Document passage:
--- START ---
May 10 2020
Mothers
Mother’s Day has rolled around again, bringing with it all those complicated emotions.
Since I took over writing all my work’s Facebook posts, maybe a year and a half or a couple of years ago, I have had to surmount challenges like writing something uplifting about domestic violence and teen date rape (I did it!), and this year I had the bright idea of collecting photos of the babies born to our staff over the past couple of years to celebrate these hard-working mothers on Mother’s Day. Looking at the pictures and writing all the cheery captions was a little upsetting to someone whose mother was never all that crazy about her. She never really seemed to love me, or at least not in a way that I could see or feel.
I don’t know if it was me, or because she was abandoned at birth, literally left on the orphanage steps, which has to have a huge psychological effect on anyone. Having said that, her adoptive parents adored her and always told her they chose her out of all the children in all the world, and that parents who gave birth to their own kids just had to take what they got, which is true, and also a great outlook on adoption.
They adopted Mom at the age of three and fostered her before that, so she couldn’t have had many memories before that time, but maybe the feeling (and fact) of abandonment was just hard-wired in her DNA.
--- END ---
Resume the Mother's Day post above, starting right after its final sentence.

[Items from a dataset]
--- START ---
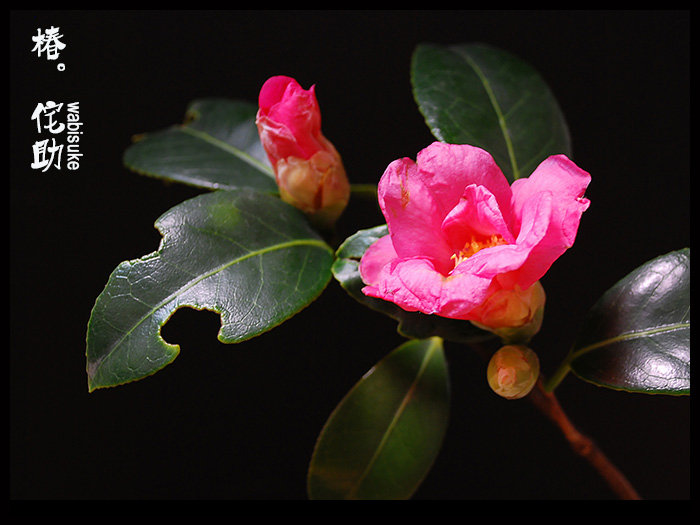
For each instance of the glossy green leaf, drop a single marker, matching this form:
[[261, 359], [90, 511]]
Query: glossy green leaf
[[414, 325], [245, 255], [637, 336], [217, 147], [476, 94], [383, 437]]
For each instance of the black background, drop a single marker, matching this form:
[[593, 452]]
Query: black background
[[240, 422]]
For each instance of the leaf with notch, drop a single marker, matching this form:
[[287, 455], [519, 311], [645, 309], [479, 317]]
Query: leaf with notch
[[636, 338], [245, 255], [479, 95], [416, 325], [383, 437]]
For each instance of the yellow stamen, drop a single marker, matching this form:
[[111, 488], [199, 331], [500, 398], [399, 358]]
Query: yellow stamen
[[473, 245]]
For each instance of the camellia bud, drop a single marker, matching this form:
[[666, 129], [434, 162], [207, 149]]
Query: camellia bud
[[513, 371], [514, 315], [308, 169]]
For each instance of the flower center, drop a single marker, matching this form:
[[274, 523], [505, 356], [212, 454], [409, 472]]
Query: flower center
[[475, 245]]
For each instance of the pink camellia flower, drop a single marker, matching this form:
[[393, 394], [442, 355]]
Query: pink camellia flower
[[308, 169], [465, 244]]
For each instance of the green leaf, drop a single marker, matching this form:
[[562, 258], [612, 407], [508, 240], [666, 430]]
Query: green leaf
[[217, 147], [383, 437], [475, 94], [414, 325], [245, 255], [636, 338]]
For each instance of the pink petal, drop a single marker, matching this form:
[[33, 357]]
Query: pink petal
[[378, 255], [562, 184], [476, 215], [412, 213]]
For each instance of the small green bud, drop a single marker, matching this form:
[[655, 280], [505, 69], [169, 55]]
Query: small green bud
[[513, 371]]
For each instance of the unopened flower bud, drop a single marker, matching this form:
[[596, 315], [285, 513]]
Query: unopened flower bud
[[513, 315], [513, 371], [308, 169]]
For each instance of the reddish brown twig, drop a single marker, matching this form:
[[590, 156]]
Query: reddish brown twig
[[548, 404]]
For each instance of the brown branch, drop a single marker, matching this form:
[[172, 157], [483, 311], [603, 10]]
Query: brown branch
[[548, 404]]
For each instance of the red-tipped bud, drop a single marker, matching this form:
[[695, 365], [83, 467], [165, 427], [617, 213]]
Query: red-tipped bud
[[308, 169]]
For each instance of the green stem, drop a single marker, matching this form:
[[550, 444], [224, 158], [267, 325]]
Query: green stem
[[364, 190], [558, 375]]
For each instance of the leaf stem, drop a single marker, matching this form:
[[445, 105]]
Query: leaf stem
[[548, 404]]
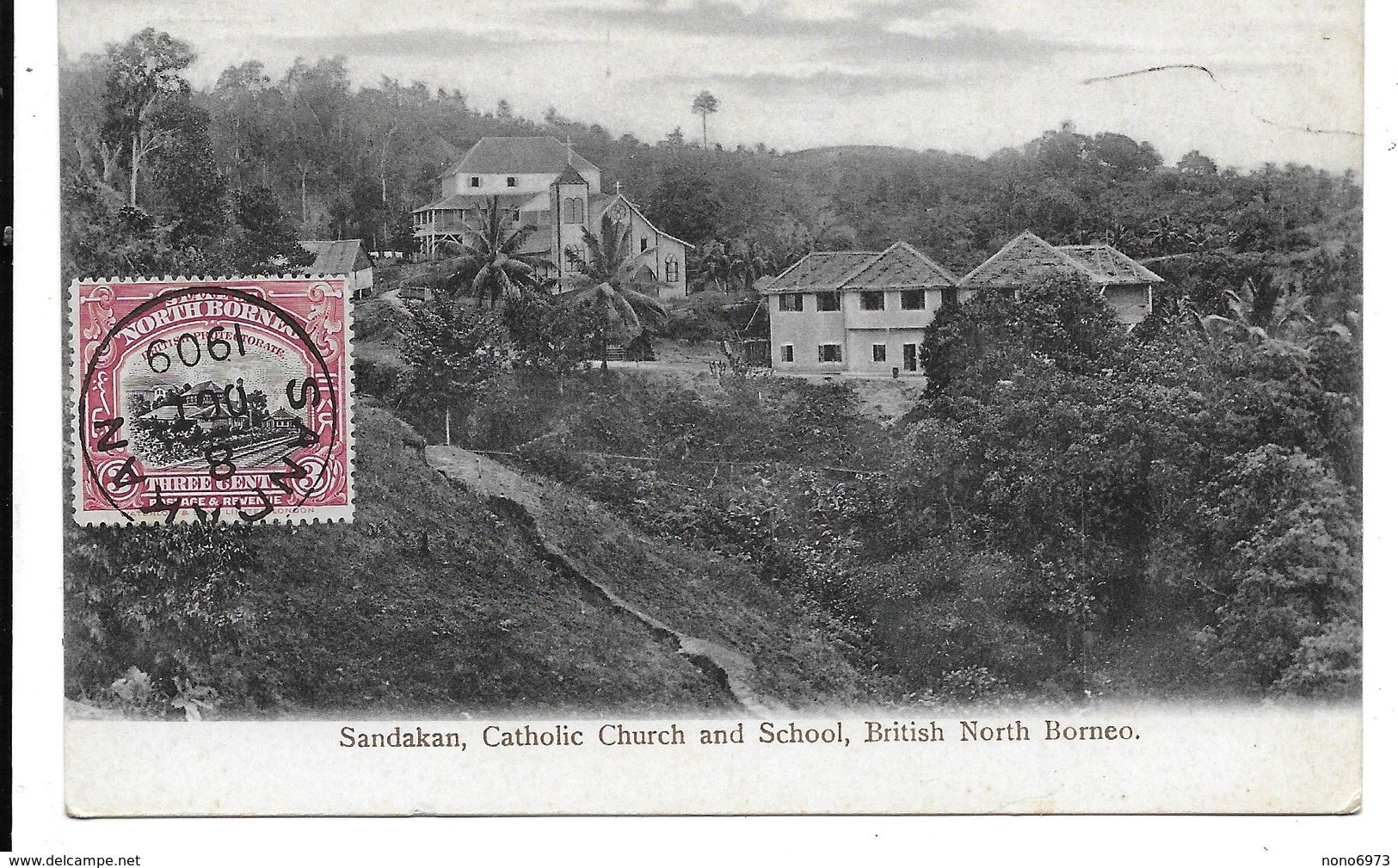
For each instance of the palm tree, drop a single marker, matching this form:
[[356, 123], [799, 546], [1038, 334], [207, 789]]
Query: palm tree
[[614, 286], [492, 266]]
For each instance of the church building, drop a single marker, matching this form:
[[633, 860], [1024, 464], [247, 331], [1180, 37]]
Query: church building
[[544, 183]]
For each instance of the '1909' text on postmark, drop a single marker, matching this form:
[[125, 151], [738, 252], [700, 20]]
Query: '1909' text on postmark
[[212, 400]]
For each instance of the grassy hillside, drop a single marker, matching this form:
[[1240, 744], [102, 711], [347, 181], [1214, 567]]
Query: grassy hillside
[[357, 619]]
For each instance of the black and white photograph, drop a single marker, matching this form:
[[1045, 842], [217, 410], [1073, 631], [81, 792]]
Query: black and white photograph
[[838, 382]]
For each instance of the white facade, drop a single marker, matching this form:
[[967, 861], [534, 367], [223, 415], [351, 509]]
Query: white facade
[[856, 312]]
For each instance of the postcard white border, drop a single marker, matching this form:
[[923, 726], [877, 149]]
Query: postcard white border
[[40, 827]]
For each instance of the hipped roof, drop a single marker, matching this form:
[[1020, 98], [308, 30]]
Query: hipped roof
[[898, 268], [519, 154], [1029, 257], [335, 257]]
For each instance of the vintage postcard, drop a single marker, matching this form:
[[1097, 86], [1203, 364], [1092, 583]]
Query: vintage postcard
[[846, 407]]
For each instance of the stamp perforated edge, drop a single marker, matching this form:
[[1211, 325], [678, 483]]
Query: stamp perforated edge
[[326, 514]]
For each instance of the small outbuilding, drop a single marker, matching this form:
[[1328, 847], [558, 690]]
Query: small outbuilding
[[346, 257], [1127, 286]]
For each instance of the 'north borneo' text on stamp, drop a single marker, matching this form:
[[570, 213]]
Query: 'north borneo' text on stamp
[[212, 400]]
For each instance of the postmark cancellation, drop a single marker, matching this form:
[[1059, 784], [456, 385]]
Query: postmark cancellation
[[212, 400]]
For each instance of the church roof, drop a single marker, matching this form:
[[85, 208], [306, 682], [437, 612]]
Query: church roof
[[519, 154], [336, 257], [899, 268], [603, 203], [1029, 257]]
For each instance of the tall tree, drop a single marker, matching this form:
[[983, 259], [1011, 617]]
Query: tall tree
[[143, 74], [492, 266], [704, 105], [614, 286]]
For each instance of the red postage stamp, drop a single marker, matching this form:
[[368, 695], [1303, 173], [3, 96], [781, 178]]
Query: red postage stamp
[[212, 400]]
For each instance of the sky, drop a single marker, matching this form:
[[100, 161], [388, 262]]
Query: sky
[[1247, 82]]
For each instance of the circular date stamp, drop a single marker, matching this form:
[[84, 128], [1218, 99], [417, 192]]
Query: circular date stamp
[[212, 400]]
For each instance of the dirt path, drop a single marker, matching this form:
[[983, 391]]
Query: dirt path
[[729, 668], [395, 299]]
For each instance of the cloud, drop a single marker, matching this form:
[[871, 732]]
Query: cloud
[[961, 44], [825, 84], [865, 34], [424, 42]]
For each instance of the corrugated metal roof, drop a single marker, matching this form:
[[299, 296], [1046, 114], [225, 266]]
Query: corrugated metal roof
[[821, 270], [1112, 266], [336, 257], [899, 268], [1028, 259], [521, 154]]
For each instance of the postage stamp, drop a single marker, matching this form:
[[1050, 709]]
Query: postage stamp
[[212, 400]]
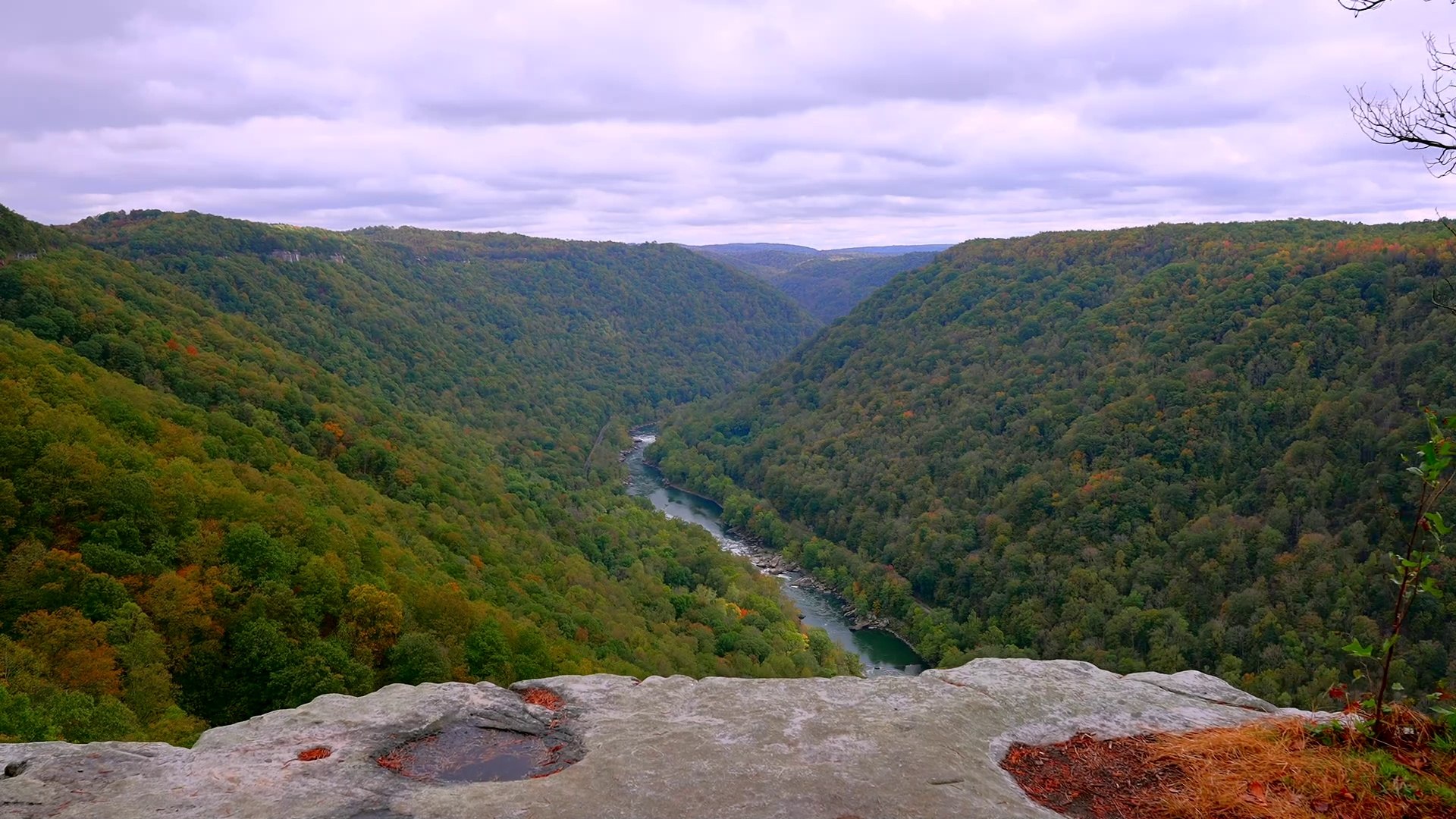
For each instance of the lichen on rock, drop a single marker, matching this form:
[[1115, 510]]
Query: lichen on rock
[[664, 748]]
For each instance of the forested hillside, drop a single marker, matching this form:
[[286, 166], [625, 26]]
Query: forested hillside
[[1155, 447], [830, 287], [539, 340], [826, 283], [259, 464]]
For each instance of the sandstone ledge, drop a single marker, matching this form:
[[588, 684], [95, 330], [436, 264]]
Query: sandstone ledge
[[664, 748]]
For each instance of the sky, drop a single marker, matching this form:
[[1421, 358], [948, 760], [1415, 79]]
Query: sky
[[824, 124]]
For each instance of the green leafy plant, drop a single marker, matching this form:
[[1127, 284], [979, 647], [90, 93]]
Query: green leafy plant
[[1424, 544]]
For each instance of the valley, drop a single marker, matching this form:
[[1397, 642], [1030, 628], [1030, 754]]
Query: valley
[[880, 651]]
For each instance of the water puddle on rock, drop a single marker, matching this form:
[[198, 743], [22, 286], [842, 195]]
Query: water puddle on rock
[[471, 754]]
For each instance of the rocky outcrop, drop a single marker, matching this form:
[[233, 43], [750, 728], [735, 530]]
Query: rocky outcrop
[[663, 748]]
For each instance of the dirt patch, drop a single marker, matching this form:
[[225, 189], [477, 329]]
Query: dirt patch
[[544, 698], [1092, 779], [1274, 770]]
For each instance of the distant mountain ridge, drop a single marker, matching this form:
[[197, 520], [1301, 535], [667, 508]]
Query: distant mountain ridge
[[1152, 447], [826, 283], [243, 465]]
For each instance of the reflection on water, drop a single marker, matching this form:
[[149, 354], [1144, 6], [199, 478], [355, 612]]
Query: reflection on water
[[878, 651]]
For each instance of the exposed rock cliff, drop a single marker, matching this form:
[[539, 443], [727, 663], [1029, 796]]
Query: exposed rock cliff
--- END ---
Task result:
Mom never had the slightest interest in her birth parents, but I do. When I got that Ancestry DNA kit from Erica, I have to admit that I was hoping to find that Mom had siblings out there or some kind of relatives that I was unaware of, but nada, nothing, zippo. This was disappointing to me. Our family tree is more like a twig. Mom was an only child, Dad’s sister was mentally challenged or whatever they call it now, and never married or had children. So no uncles or cousins for me, and Megan, Jonathan, and I do not have children, either.
I never wanted to be a mother, and I am perfectly fine with not being one. But Mother’s Day still brings up so much grief. Sadness that my mother never loved me, or at least not that I could tell; sadness for my grandmother, who endured seven miscarriages before adopting Mom; sadness for the girl who felt she had no other option but to leave her newborn on the steps of an orphanage one fine spring day. Whether you are a mother or not, Mother’s Day is never simple.